• [TASK INSTRUCTIONS]
Restate the whole listing exactly.

• [MATERIAL PROVIDED]
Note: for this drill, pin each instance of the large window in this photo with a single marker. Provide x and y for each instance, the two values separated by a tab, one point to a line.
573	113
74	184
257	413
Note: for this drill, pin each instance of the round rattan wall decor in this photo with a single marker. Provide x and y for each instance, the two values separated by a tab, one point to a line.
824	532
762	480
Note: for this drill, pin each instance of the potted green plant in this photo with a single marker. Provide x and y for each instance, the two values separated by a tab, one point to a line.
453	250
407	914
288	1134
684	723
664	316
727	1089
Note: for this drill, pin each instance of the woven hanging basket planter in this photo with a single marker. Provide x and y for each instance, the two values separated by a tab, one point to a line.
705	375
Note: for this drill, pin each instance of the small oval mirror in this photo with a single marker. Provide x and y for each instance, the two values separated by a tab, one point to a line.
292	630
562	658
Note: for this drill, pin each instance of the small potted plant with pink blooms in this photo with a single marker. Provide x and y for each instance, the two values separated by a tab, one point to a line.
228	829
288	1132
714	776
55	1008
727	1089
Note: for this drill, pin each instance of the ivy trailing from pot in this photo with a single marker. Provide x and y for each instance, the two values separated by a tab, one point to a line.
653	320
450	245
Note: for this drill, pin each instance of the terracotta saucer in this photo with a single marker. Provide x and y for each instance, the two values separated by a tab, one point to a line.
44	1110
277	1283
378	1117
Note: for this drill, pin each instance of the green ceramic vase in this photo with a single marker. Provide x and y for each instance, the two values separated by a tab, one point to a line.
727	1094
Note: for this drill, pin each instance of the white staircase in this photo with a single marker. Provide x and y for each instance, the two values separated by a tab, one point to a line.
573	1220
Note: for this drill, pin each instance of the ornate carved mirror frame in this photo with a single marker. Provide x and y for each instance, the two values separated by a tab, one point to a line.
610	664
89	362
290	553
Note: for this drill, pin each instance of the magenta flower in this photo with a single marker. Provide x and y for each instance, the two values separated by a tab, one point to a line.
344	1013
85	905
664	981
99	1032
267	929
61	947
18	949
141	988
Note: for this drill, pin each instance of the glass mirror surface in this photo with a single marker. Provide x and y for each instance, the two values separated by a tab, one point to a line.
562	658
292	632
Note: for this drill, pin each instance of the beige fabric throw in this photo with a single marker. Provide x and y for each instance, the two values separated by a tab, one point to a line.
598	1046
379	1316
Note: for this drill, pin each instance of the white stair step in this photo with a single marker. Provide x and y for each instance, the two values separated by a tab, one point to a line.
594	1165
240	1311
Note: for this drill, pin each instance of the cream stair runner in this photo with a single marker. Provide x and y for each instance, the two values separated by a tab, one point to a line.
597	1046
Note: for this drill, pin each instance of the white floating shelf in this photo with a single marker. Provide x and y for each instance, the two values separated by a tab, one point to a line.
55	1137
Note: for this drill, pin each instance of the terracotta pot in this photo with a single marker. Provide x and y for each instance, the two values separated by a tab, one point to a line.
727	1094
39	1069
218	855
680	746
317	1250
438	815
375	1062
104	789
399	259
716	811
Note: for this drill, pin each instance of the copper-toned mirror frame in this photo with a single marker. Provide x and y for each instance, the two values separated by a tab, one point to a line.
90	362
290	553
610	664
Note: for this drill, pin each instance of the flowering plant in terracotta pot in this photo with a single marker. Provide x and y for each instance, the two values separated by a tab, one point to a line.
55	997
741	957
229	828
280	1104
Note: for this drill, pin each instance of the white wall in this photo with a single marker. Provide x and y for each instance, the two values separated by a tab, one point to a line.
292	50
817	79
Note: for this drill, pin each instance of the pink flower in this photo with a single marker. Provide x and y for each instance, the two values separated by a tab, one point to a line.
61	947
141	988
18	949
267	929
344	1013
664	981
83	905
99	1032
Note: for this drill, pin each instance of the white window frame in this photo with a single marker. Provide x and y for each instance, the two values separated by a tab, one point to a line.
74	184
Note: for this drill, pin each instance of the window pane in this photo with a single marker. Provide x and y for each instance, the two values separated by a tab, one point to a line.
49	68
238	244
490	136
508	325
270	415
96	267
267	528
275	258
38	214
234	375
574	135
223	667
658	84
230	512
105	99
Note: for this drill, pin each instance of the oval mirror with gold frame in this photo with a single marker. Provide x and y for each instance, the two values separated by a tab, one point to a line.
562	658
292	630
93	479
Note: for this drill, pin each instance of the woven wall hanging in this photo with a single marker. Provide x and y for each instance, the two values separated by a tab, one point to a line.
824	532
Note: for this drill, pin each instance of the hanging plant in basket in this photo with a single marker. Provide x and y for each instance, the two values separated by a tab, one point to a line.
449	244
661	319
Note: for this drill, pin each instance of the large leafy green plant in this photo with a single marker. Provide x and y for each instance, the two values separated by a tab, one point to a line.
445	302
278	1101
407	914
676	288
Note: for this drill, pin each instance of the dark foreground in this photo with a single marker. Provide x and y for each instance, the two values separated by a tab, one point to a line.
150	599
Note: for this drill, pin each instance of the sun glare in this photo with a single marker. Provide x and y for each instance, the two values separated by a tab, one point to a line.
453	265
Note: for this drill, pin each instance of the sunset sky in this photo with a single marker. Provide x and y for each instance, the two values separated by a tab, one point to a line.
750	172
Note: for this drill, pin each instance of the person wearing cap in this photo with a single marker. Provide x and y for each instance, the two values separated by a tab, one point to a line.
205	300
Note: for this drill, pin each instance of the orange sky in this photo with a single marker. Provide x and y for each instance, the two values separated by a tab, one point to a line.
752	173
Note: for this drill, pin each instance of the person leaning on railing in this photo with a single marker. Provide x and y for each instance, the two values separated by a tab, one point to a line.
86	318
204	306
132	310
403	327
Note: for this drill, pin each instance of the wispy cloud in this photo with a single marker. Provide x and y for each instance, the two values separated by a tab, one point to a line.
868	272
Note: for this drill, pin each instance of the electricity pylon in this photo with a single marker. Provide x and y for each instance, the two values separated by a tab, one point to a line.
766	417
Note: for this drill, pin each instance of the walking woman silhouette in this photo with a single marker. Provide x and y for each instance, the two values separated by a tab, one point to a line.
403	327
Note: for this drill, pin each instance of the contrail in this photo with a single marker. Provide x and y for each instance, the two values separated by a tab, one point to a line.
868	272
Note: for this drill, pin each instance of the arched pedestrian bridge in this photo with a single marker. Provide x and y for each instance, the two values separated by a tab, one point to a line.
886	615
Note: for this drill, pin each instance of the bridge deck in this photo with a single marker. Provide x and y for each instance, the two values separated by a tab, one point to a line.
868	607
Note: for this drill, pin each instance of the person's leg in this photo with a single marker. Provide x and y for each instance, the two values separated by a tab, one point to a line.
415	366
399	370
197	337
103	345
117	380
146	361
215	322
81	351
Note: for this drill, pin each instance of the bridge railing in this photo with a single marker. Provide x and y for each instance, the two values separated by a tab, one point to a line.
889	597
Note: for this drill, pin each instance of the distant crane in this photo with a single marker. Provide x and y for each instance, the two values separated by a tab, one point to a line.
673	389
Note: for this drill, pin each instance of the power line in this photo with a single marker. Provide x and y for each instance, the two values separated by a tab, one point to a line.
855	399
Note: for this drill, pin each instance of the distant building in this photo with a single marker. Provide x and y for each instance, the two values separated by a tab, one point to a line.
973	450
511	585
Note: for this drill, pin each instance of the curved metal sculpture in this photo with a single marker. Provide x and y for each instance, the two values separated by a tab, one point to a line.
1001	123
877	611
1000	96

• [EXERCISE RESULT]
Note: for this drill, pin each instance of the large window in this photo with a single marker. Provide x and y for each instance, the two values separated by a tab, one point to a line.
573	113
74	184
257	413
Note: for this drill, pin each instance of the round rattan wall decor in this photo with a single marker. Provide x and y for each instance, the two values separated by a tab, one point to a line.
824	532
762	480
Note: for this drill, pin each instance of the potted green plant in this photo with a single marker. Provide x and y for each instance, the two values separated by a tab, one point to a line.
453	250
407	914
288	1134
684	723
664	316
727	1089
Note: for this drill, pin each instance of the woven hanging basket planter in this photo with a single marker. Provide x and y for each instance, the two values separated by a tab, one point to a line.
705	375
Note: for this drill, pin each instance of the small oval mirror in this photo with a single marker. Provide x and y for each instance, the two values separated by a tab, one point to a line.
292	630
562	658
Note: for this drill, pin each instance of the small potted plant with pink blooms in this photo with a single marker. Provide x and y for each instance, the two values separated by a tab, one point to a line.
228	829
288	1132
714	776
55	1008
727	1089
Note: for this drill, pin each instance of the ivy trailing from pot in this photo with a single marker. Provide x and y for each instance, the two values separated by a tab, one point to a line.
653	320
450	245
Note: for this drill, pin each instance of the terracotta saucer in this photo with a single marker. Provide x and y for each instance, the two values separated by a tab, one point to a line.
44	1110
277	1283
378	1117
Note: for this drill, pin each instance of the green ceramic vase in this photo with a single marker. Provide x and y for each instance, the two values separated by a tab, one point to a line.
727	1094
Note: for this drill, pin each instance of the white staircase in this photo with a single marker. Provide x and y for each instance, the two values separated by a tab, one point to a line.
573	1220
Note: for this drill, pin each instance of the ornate carved mirror frame in this photo with a single marker. Provide x and y for each instance, the two values separated by a tab, one point to a line.
610	664
89	362
290	553
Note: for this drill, pin each instance of the magenta flower in this photo with a single marker. Provide x and y for each instance, the two values separated by a tab, one point to a line.
344	1013
85	905
664	981
99	1032
267	929
61	947
18	949
141	988
Note: for this drill, pin each instance of the glass mirror surface in this photo with a single marker. Provide x and y for each instance, the two values separated by a tab, one point to a line.
562	658
292	632
Note: for this drill, pin each instance of the beige fabric throw in this photo with a single marker. Provide x and y for each instance, the two values separated by a tab, one point to a line.
598	1046
379	1316
Note: for this drill, pin each instance of the white stair step in this photo with a single marker. Provide x and y for each instance, the two values separated by a tab, one point to a line.
594	1165
240	1311
Note: for this drill, pin each instance of the cream stair runner in this photo with a single marker. Provide x and y for each instance, the two values separated by a tab, one point to a line.
597	1046
Note: for this drill, pin each instance of the white floating shelf in this photo with a single marker. Provide x and y for each instance, the two values separated by a tab, one point to a line.
55	1137
Note: for this drill, pin each instance of the terracotta pot in this photo with a single marker. Provide x and y for each instance, the two values separated by a tab, one point to a line.
727	1094
39	1069
218	855
680	746
317	1250
438	815
375	1062
104	789
399	259
716	811
Note: for this drill, pin each instance of the copper-toned mirror frame in this photo with a single marker. Provide x and y for each instance, the two values separated by a tab, one point to a line.
90	362
290	553
610	664
Note: for this drill, pin each instance of the flowering plant in terracotta pot in this photo with a single marker. Provide x and y for each instance, the two values separated by a tab, one point to a line.
55	997
741	957
229	828
280	1104
Note: for this drill, pin each instance of the white wall in this photo with a single marker. Provide x and y for each instance, the two values separated by a tab, one point to a line.
292	50
817	79
Note: for this drill, pin each instance of the pink flower in this photo with a single marker. Provide x and y for each instance, the two values separated by a tab, one point to a line.
61	947
141	988
18	949
267	929
344	1013
664	981
83	905
99	1032
Note: for this drill, pin each instance of the white window frame in this photo with a single marker. Provide x and y for each instance, the two values separated by a tab, one point to a line.
74	184
Note: for this drill, pin each instance of the window pane in this photo with a single marker. Provide x and y for each instance, the two values separated by a tab, one point to a line.
49	68
238	244
490	136
508	325
270	415
96	267
267	528
275	258
38	214
234	375
574	135
223	667
658	84
230	512
105	99
Note: for this drill, pin each instance of the oval mirror with gold frame in this photo with a single marker. Provide x and y for each instance, the two values separated by a tab, one point to a line.
562	658
292	630
93	479
Note: for this drill, pin each instance of the woven wall hanging in this photo with a single marker. Provide x and y for each instance, the two values separated by a tab, one point to a line.
824	532
Note: for this drill, pin each instance of the hanging plant in basket in this photo with a single marker. Provide x and y for each instance, the two values separated by a tab, one point to a line.
449	244
661	319
Note: for this drill, pin each instance of the large leafy green plant in this photo with a single marker. Provide x and y for each instance, the two values separated by a tab, one point to a line.
445	302
278	1101
407	914
676	288
Note: for this drill, pin each instance of the dark foreground in this photo with a single marker. Provide x and y for each instance, the two values separated by a tab, one point to a line.
150	599
Note: for this drill, pin each instance of the sun glare in this photo with a single marker. Provide x and y for each instance, the two values separated by a tab, one point to a line.
453	265
Note: for this drill, pin each instance of the sunset sky in this photo with a single marker. Provide x and y for each instance, the two values separated by a tab, one point to a line.
750	172
Note: for this drill, pin each instance of the person wearing cap in this photo with a single marker. Provide x and y for each instance, the two values separated by a tab, one point to a line.
205	300
Note: for this drill, pin each instance of the orange sky in this photo with a single marker. Provide x and y for each instance, the two values separated by a tab, one point to a line.
752	173
Note: for this drill, pin each instance of the person leaning on railing in this photo with a single marker. Provide x and y for each instance, the two values separated by a tab, one point to a line.
86	318
204	306
132	310
403	327
Note: for this drill, pin each instance of the wispy cloud in this photo with a single marker. Provide x and y for each instance, the two values separated by a tab, one point to a line.
868	272
Note: for this drill, pin each instance of the electricity pylon in this photo with a single marker. Provide x and y for each instance, the two values separated by a tab, one point to a line.
766	417
Note: for this drill, pin each instance of the walking woman silhouette in this photo with a single marker. Provide x and y for each instance, the two values separated by a tab, one point to a line.
403	327
Note: for this drill, pin each instance of the contrail in this photo with a single marker. Provide x and y for each instance, the two values separated by a tab, one point to a line.
868	272
Note: for this drill, pin each instance of the arched pedestrian bridge in this photo with a single marker. Provide x and y for each instance, the two values separated by a tab, one point to a line.
886	615
Note: for this drill, pin each instance of the bridge deck in this photo with a single marker. Provide x and y for each instance, the two values separated by a tab, one point to a line.
868	607
Note: for this drill, pin each instance of the person's leg in this photo with a single marker. Provide x and y for each instance, the two values separated by a tab, one point to a line.
415	366
399	370
197	337
103	345
117	380
146	361
215	322
81	351
Note: for this drill, pin each instance of the bridge railing in this photo with a single marker. Provide x and y for each instance, the two values separated by a tab, one point to a line.
889	597
Note: for this drill, pin each instance of the distant crane in this photo with a single marker. Provide x and y for each instance, the two values separated by a tab, one point to a line.
673	389
Note: for this drill, pin each instance of the power line in this photo with a single marker. Provide x and y for each instance, the two values separated by a tab, one point to a line.
855	399
Note: for this drill, pin each instance of the distant building in this photo with a single marker. Provide x and y for each instance, the two values separated by a tab, one point to a line.
973	450
511	585
Note: for this drill, pin each instance of the curved metal sculpture in this photo with a single marker. Provide x and y for each instance, the two values separated by a tab, one point to a line.
1001	123
877	611
1000	96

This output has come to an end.